That he chose not to employ them in Gaza suggests that the systematic destruction of infrastructure in the Strip, with the death of some 47,000 civilians, was a deliberate policy decision. To hope to be spared scrutiny or accountability after the grotesque provocation of the 7 October attack may be understandable but Israel's asymetrical response shows that another agenda was in play, namely ethnic cleansing. It was not only morally and legally indefensible but ineffective in its own terms as it was bound to act as a recruiting sergeant for Hamas. The number of triumphant Hamas fighters present at the release of four female Israeli hostages last Saturday proved this. Hamas had not been crushed and the ramifications of Israel's actions will reverberate for generations.
The foundation of the modern state of Israel in 1948, resulting in the displacement and dispossession of millions of Palestinian Arabs in what they refer to as the Nakba or Catastrophe, is deeply problematic, to put it mildly. But it is a fait-accompli and, as a consequence, the so-called 'two-state solution' must be made to work. The world may have turned a blind eye to Israeli intransigence, enabling the current chaos in the Gaza Strip, West Bank and wider region, but the problem has not gone away. In fact it has just got much worse.
If the lessons of the Holocaust are not learned, we are all the losers.
• • • •
What is needed:
Answer these from the commentary on Gaza:
1. Roughly how many civilians does it say died in the Strip?
2. How many hostages were released last Saturday?
3. What name do Palestinian Arabs give to their displacement in 1948?
The material after this point stands apart from the commentary above.
• • • •
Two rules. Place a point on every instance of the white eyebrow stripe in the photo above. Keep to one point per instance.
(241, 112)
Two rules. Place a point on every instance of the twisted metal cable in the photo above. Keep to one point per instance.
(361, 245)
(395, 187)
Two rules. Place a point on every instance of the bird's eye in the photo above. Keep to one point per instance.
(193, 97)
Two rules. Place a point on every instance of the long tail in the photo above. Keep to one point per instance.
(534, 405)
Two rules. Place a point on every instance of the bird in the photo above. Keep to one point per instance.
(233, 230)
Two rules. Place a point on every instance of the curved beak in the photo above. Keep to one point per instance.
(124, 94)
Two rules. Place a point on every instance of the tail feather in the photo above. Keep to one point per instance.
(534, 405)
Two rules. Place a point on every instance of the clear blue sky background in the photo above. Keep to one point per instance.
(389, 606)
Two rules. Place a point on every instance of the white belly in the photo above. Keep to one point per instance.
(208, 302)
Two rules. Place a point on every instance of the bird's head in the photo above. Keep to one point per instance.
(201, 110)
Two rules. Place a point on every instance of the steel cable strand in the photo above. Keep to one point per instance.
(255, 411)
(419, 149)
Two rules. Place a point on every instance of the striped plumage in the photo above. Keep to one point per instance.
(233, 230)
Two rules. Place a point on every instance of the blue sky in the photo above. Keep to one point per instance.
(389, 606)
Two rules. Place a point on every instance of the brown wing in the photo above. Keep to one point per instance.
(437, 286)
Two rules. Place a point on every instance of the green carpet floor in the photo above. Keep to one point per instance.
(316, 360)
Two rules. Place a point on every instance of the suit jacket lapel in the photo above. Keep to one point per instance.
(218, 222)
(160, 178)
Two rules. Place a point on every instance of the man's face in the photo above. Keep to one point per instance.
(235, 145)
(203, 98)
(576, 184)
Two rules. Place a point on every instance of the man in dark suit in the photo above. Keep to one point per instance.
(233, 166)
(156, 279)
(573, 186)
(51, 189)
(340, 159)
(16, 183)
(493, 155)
• • • •
Task answer:
1. Some 47,000.
2. Four female Israeli hostages.
3. The Nakba, or Catastrophe.